EXTRACTED MATERIAL >>
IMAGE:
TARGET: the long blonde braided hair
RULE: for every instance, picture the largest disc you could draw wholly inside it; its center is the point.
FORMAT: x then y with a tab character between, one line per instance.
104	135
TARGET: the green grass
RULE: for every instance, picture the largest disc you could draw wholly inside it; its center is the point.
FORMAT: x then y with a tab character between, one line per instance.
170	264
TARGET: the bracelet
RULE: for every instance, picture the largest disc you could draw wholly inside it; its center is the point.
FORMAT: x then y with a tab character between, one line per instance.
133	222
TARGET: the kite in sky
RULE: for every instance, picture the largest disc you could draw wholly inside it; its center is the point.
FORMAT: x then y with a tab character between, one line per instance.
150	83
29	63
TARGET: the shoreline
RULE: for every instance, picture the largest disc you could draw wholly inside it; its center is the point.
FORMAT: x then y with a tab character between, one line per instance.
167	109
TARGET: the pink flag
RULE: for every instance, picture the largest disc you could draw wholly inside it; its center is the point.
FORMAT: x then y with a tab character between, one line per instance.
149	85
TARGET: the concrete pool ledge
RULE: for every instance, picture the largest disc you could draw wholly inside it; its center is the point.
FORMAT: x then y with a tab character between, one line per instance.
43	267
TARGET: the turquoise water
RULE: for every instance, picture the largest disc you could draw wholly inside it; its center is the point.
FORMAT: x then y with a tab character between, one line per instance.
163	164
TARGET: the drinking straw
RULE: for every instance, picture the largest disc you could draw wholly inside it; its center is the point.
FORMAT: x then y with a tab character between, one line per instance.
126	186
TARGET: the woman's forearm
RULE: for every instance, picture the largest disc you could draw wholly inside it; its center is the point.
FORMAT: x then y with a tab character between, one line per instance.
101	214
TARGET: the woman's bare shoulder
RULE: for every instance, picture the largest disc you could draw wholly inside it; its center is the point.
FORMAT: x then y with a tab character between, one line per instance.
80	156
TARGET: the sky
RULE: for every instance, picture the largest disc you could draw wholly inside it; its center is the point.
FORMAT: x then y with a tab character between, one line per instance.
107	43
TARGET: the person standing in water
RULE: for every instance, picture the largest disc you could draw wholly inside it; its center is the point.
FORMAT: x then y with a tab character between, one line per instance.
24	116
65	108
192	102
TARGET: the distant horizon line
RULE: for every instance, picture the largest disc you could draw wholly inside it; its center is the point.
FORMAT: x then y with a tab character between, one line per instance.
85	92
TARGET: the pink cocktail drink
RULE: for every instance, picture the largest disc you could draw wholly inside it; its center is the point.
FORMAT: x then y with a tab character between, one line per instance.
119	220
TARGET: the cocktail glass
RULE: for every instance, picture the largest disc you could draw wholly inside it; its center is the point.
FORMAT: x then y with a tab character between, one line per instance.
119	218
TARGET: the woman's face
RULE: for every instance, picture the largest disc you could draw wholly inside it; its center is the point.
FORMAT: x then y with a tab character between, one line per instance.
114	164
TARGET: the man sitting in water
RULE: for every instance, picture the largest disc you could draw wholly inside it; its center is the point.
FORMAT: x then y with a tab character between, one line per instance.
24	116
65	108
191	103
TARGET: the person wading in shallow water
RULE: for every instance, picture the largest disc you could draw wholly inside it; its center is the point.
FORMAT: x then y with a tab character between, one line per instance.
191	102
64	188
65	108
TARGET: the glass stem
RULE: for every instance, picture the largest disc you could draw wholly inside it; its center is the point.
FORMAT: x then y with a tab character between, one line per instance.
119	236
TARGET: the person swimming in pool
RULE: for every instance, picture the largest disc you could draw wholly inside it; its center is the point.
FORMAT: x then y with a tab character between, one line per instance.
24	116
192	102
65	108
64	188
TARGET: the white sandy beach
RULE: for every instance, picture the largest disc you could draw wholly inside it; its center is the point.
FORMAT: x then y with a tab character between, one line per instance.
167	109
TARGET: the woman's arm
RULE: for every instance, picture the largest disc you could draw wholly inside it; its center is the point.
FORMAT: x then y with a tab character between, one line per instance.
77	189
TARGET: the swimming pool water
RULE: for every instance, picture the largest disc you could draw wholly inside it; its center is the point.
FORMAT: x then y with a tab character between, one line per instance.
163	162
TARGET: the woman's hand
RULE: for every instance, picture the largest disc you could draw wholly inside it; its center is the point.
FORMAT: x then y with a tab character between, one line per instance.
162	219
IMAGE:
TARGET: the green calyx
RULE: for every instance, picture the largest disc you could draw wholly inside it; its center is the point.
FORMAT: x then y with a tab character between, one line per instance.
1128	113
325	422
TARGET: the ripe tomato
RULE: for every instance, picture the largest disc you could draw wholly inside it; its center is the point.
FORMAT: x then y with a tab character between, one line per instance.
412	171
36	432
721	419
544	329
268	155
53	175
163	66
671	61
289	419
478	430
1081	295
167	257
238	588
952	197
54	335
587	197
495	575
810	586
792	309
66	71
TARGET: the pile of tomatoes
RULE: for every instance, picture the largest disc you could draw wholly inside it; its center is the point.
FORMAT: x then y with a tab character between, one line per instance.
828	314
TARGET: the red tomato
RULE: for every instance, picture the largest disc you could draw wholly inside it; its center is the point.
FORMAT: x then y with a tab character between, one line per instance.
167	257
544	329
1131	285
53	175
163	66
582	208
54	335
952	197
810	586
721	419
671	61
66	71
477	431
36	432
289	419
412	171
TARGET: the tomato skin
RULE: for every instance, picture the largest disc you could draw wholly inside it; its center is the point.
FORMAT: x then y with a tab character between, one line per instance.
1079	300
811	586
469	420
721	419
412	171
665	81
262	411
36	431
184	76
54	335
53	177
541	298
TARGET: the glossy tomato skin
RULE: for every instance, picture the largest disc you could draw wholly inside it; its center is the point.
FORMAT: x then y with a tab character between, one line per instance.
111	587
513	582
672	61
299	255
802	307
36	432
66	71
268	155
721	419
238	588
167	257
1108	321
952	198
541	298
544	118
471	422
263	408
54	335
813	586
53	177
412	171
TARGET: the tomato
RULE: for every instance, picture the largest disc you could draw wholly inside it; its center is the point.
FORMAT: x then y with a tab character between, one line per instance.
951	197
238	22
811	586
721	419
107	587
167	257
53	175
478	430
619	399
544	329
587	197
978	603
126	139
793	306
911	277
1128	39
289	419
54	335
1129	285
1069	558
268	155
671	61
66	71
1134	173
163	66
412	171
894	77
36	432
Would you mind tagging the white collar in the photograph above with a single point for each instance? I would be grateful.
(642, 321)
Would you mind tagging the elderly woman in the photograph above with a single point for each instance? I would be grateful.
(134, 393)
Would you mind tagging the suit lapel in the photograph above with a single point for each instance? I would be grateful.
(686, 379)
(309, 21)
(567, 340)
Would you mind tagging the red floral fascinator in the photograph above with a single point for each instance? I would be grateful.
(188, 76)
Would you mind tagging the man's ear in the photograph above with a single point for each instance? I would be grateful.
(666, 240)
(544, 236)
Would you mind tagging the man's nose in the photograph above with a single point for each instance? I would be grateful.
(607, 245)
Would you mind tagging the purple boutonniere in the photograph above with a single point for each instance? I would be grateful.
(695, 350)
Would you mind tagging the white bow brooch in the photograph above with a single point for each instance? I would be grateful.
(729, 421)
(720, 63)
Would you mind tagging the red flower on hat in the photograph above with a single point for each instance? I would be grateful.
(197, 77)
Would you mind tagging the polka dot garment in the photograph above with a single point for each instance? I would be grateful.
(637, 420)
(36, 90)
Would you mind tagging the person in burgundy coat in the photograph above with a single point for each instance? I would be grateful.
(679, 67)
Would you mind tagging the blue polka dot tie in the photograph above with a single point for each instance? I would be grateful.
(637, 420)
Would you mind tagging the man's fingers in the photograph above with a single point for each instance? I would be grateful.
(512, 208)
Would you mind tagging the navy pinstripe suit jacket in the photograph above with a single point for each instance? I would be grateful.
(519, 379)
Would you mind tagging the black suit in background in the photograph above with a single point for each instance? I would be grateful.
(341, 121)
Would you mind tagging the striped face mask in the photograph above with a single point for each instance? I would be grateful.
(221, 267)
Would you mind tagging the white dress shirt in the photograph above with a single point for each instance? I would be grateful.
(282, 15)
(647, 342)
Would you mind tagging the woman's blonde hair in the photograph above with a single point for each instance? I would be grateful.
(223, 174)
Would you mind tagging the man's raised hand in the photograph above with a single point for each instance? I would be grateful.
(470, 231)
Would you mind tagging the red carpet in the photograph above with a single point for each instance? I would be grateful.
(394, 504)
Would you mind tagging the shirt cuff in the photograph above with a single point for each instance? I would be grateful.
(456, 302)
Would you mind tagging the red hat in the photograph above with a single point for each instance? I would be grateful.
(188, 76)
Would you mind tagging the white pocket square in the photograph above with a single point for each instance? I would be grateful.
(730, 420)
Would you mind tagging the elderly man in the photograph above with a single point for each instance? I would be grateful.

WRITTEN TASK >> Write the lines out verbatim, from the one with "Would you mind tagging the man's raised" through the last line of the entries, and stop there.

COMPLETED TASK >>
Would you mind tagging the man's raised hand in the photograph above with a single point for each instance? I would be grateful.
(470, 231)
Would you mind tagging the red carpet in the photograph above with a single point for each instance? I would be grateful.
(394, 504)
Would you mind tagging the shirt cuff in the photograph above with a single point for each instance? I would be grateful.
(456, 302)
Would you mind tagging the red hat in the photograph above with a single point for each instance? I would be grateful.
(188, 76)
Would you mind tagging the white pocket square in the photograph above with a single point for each instance? I would be grateful.
(730, 420)
Would you mind tagging the elderly man in the photograph above with a single point for each instance? I would be grateful.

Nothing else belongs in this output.